■ Set exercise ■
Answer these questions about the forum thread on the wizards' colors below, one per line:
1. According to Beorn's first reply, what is the singular form of "Maiar"?
2. In pohuist's first post, what rank in power is given to Grey?
3. In pohuist's final post, which group is named as higher than the Maiar?

■ Excerpt to read ■
== == ==

# Question concerning Ainur



## LotharArmstrong (Aug 28, 2002)

Silly question really but its about the "colours" of the Ainur. Gandalf was Grey (then white), Saruman was White, and Radagast was brown. Are these colours a reflection of their ability with "magic" and are there any other colours?


----------



## Beorn (Aug 28, 2002)

First off, the wizards are _Maiar_ (singular, _Maia_). The Ainur were one step above the Maiar.

Check out Who are the Wizards?, Question about Wizards, and The 5 Rods.

For the same information about the wizards three times in a row...
(hehehe)

As far as I know, there aren't any links between color and power, except what your mind may create: White = Most powerful, Grey = has to do with smoke (and therefore fire), Brown = has to do with earth....but then again, you could link any color to anything if you put your mind to it...


----------



## Dark_wraith (Aug 28, 2002)

well i dunno about you but if colours reflect abilities then i think radagast the 'brown' should be avoided!!!! (scary name!!)


----------



## pohuist (Aug 28, 2002)

I think Maiar were patr of the Ainur, so I don't see how Ainur were one step above.

I belive you could infer that White is the most powerful as first Saruman and then Gandalf were the most powerful. Grey to me is not fire and smoke but rather very close to white, so, second in power.


----------



## Beorn (Aug 28, 2002)

Check out Maiar and Ainur. You're right that the Maia are Ainur, but they are 'lesser Ainur'


----------



## pohuist (Aug 28, 2002)

They are indeed lesser Ainur, but that "Ainur are one step above" does not follow from that. What follows is that some Ainur are lesser than others, Maiar being lesser and Valar being higher.


----------



## Gil-Galad (Aug 31, 2002)

== == ==

(Source records)
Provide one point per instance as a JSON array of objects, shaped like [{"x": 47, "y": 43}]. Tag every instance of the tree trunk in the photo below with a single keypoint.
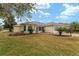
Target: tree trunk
[{"x": 60, "y": 33}]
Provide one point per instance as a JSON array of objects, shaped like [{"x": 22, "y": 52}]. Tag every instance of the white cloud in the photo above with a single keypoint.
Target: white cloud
[
  {"x": 42, "y": 5},
  {"x": 44, "y": 13},
  {"x": 69, "y": 11}
]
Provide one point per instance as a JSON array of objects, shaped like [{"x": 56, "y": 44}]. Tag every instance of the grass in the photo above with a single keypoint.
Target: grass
[{"x": 38, "y": 45}]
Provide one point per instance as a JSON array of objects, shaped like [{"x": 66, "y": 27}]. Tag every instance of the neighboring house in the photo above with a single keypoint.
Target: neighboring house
[
  {"x": 39, "y": 27},
  {"x": 50, "y": 27}
]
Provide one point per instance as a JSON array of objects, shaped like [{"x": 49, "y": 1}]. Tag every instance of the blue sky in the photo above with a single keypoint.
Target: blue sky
[{"x": 56, "y": 12}]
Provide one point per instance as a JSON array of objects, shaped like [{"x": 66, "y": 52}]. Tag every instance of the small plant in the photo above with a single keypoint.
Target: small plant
[
  {"x": 60, "y": 30},
  {"x": 30, "y": 29}
]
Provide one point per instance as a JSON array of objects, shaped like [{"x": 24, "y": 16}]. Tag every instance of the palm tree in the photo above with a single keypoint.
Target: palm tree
[{"x": 6, "y": 12}]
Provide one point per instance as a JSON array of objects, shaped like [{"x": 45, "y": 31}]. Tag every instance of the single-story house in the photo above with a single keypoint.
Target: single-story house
[{"x": 39, "y": 27}]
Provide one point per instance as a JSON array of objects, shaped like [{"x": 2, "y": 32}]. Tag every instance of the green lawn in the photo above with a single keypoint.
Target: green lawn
[{"x": 38, "y": 45}]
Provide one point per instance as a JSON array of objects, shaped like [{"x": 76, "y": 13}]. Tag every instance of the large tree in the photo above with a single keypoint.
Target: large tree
[
  {"x": 75, "y": 26},
  {"x": 9, "y": 11}
]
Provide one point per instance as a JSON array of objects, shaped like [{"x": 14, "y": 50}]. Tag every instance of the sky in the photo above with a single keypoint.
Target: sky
[{"x": 56, "y": 12}]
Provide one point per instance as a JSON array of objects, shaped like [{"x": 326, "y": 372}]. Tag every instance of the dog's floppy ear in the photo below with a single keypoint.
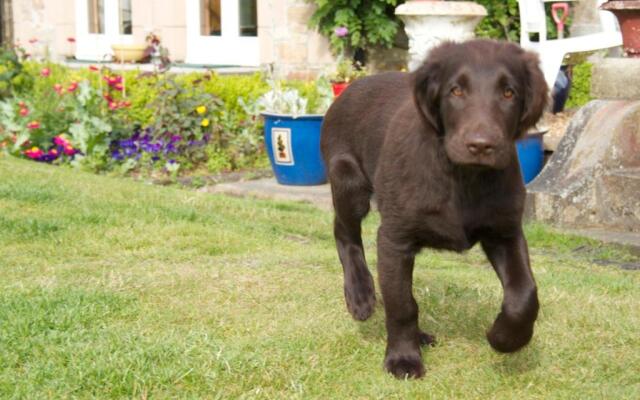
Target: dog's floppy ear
[
  {"x": 426, "y": 88},
  {"x": 535, "y": 92}
]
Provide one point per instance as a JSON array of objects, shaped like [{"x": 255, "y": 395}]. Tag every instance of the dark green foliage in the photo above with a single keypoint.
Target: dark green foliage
[
  {"x": 12, "y": 74},
  {"x": 370, "y": 23},
  {"x": 502, "y": 21},
  {"x": 580, "y": 93}
]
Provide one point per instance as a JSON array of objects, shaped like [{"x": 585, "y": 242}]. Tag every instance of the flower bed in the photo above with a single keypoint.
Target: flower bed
[{"x": 153, "y": 123}]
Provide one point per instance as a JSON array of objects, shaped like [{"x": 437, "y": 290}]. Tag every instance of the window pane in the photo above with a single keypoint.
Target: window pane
[
  {"x": 210, "y": 23},
  {"x": 248, "y": 18},
  {"x": 126, "y": 25},
  {"x": 96, "y": 16}
]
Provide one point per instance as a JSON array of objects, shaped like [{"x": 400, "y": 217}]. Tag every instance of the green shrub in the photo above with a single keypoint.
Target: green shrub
[
  {"x": 580, "y": 93},
  {"x": 502, "y": 20},
  {"x": 369, "y": 23},
  {"x": 12, "y": 75},
  {"x": 144, "y": 122}
]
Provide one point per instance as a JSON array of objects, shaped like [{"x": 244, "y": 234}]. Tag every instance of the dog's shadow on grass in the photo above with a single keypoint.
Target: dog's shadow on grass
[{"x": 452, "y": 312}]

== == ==

■ Result for this task ■
1. Maia
2. Second in power
3. The Valar